» 任务要求 A:
请根据《ConcurrentHashMap详解》一文回答以下问题：
(i) 在JDK7中，Segment包含的是什么数组？
(ii) 在put方法的步骤中，“释放锁”之前紧接着的一步是什么？
(iii) JDK8采用了怎样的数据结构方式？

» 所附文本:
....

2021年1月30日星期六

ConcurrentHashMap详解

原文链 id="concurrenthashmap详解">ConcurrentHashMap详解

JDK7

Segment

在jdk8之前concurrentHashMap使用该对象进行分段加锁,降低了锁的粒度,使得并发效率提高,Segment本身也相当于一个HashMap,Segment包含一个HashEntry数组,数组中每个HashEntry既是一个键值对,又是一个链表的头结点

get方法

  • 根据key做hash运算,得到hash值
  • 通过hash值,定位到对应的segment对象
  • 再次通过hash值,定位到segment当中数组的具体位置

put方法

  • 根据key做hash运算,得到hash值
  • 通过hash值,定位到对应的segment对象
  • 获取可重入锁
  • 再次通过hash值,定位到segment当中数组的具体位置
  • 插入或覆盖hashEntry对象
  • 释放锁

但是使用这种方式实现需要进行两次hash操作,第一次hash操作找到对应的segment,第二次hash操作定位到元素所在链表的头部

JDK8

在jdk8的时候参考了HashMap的设计,采用了数组+链表+红黑树的方式,内部大量采用CAS操作,舍弃了分段锁的思想

CAS

CAS是compare and swap的缩写,即我们所说的比较交换,CAS属于乐观锁。

....

» 任务要求 B:
请将记录数据中从含有“of the grass”的那一行起、直至记录数据末尾的各行（含首尾两行）输出为JSON字符串列表，每行对应一个字符串，空行略去。

....

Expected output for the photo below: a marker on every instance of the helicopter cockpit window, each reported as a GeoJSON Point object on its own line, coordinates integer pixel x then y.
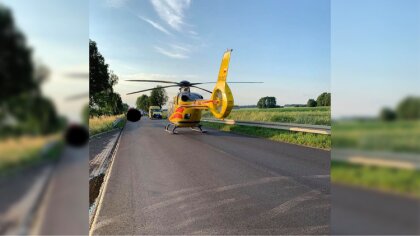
{"type": "Point", "coordinates": [187, 97]}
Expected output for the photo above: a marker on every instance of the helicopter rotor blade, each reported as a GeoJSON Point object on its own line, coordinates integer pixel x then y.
{"type": "Point", "coordinates": [154, 81]}
{"type": "Point", "coordinates": [234, 82]}
{"type": "Point", "coordinates": [78, 75]}
{"type": "Point", "coordinates": [152, 89]}
{"type": "Point", "coordinates": [78, 96]}
{"type": "Point", "coordinates": [201, 88]}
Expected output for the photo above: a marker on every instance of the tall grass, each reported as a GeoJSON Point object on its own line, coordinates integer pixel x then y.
{"type": "Point", "coordinates": [400, 136]}
{"type": "Point", "coordinates": [306, 139]}
{"type": "Point", "coordinates": [26, 150]}
{"type": "Point", "coordinates": [381, 178]}
{"type": "Point", "coordinates": [104, 123]}
{"type": "Point", "coordinates": [299, 115]}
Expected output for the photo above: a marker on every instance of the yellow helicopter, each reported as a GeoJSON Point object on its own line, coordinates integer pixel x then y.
{"type": "Point", "coordinates": [185, 109]}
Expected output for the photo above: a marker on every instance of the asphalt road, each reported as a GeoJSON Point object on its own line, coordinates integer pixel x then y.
{"type": "Point", "coordinates": [214, 183]}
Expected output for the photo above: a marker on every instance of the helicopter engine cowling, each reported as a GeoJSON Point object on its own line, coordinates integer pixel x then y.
{"type": "Point", "coordinates": [222, 95]}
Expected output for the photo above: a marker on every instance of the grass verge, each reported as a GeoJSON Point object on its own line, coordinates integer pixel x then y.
{"type": "Point", "coordinates": [300, 138]}
{"type": "Point", "coordinates": [299, 115]}
{"type": "Point", "coordinates": [400, 181]}
{"type": "Point", "coordinates": [105, 123]}
{"type": "Point", "coordinates": [18, 153]}
{"type": "Point", "coordinates": [397, 136]}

....

» 完整答案 A:
(i) Segment包含一个HashEntry数组。
(ii) 插入或覆盖hashEntry对象。
(iii) 采用数组+链表+红黑树的方式。

» 完整答案 B:
[
  "Expected output for the photo above: a marker on every instance of the grass verge, each reported as a GeoJSON Point object on its own line, coordinates integer pixel x then y.",
  "{\"type\": \"Point\", \"coordinates\": [300, 138]}",
  "{\"type\": \"Point\", \"coordinates\": [299, 115]}",
  "{\"type\": \"Point\", \"coordinates\": [400, 181]}",
  "{\"type\": \"Point\", \"coordinates\": [105, 123]}",
  "{\"type\": \"Point\", \"coordinates\": [18, 153]}",
  "{\"type\": \"Point\", \"coordinates\": [397, 136]}"
]